Take the entries that follow and write them out again, word for word.

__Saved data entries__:
════════════════

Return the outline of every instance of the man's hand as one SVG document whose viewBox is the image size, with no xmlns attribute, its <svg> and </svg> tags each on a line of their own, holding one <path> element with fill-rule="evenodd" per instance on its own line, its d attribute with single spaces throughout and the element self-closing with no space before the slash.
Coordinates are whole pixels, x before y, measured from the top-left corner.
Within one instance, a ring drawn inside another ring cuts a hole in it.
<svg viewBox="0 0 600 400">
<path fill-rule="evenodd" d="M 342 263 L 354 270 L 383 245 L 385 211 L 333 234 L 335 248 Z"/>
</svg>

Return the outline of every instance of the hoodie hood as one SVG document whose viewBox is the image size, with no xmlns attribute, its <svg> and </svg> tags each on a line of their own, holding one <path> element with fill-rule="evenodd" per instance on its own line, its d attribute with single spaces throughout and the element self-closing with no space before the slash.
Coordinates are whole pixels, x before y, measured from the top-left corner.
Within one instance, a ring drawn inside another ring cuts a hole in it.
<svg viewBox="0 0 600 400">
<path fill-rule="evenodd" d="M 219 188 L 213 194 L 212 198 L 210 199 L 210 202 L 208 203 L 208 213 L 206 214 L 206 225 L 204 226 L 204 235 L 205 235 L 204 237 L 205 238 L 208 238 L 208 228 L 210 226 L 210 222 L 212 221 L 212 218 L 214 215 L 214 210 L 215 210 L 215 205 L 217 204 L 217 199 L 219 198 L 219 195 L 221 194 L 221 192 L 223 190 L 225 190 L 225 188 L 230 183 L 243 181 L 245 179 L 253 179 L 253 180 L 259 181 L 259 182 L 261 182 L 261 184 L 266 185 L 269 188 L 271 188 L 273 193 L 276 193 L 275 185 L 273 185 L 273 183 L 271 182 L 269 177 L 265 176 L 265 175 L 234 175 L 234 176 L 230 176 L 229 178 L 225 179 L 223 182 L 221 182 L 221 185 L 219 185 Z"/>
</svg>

════════════════

__Result for this task__:
Return the outline of every instance of the man's hand as one SVG document whose viewBox is the image size, with no xmlns attribute, its <svg> and </svg> tags each on a line of their own, holding one <path> element with fill-rule="evenodd" per instance on its own line, its d attribute with single spaces throughout and the element self-closing with no space before the slash.
Coordinates are whole pixels, x before y, measured from the top-left corner.
Within one instance, a ring drawn inside another ring cuts a hole in it.
<svg viewBox="0 0 600 400">
<path fill-rule="evenodd" d="M 342 263 L 354 270 L 383 245 L 385 211 L 333 234 L 335 248 Z"/>
</svg>

Return the outline of every instance of the hoodie hood as one SVG document whose viewBox is the image size, with no xmlns attribute, its <svg> and </svg> tags each on a line of their own, holding one <path> element with fill-rule="evenodd" per instance on its own line, its d attribute with single spaces throughout and the element self-closing with no space before the slash.
Coordinates are whole pixels, x before y, measured from the top-left corner.
Within one instance, a ring drawn inside another ring cuts a hole in it.
<svg viewBox="0 0 600 400">
<path fill-rule="evenodd" d="M 219 188 L 213 194 L 212 198 L 210 199 L 210 202 L 208 203 L 208 213 L 206 214 L 206 225 L 204 226 L 204 235 L 205 235 L 204 237 L 205 238 L 208 238 L 208 228 L 210 226 L 210 222 L 212 221 L 212 218 L 214 215 L 214 210 L 215 210 L 215 205 L 217 204 L 217 199 L 219 198 L 219 195 L 221 194 L 221 192 L 223 190 L 225 190 L 225 188 L 230 183 L 243 181 L 245 179 L 253 179 L 253 180 L 259 181 L 259 182 L 261 182 L 261 184 L 266 185 L 269 188 L 271 188 L 273 193 L 276 193 L 275 185 L 273 185 L 273 183 L 271 182 L 269 177 L 265 176 L 265 175 L 234 175 L 234 176 L 230 176 L 229 178 L 225 179 L 223 182 L 221 182 L 221 185 L 219 185 Z"/>
</svg>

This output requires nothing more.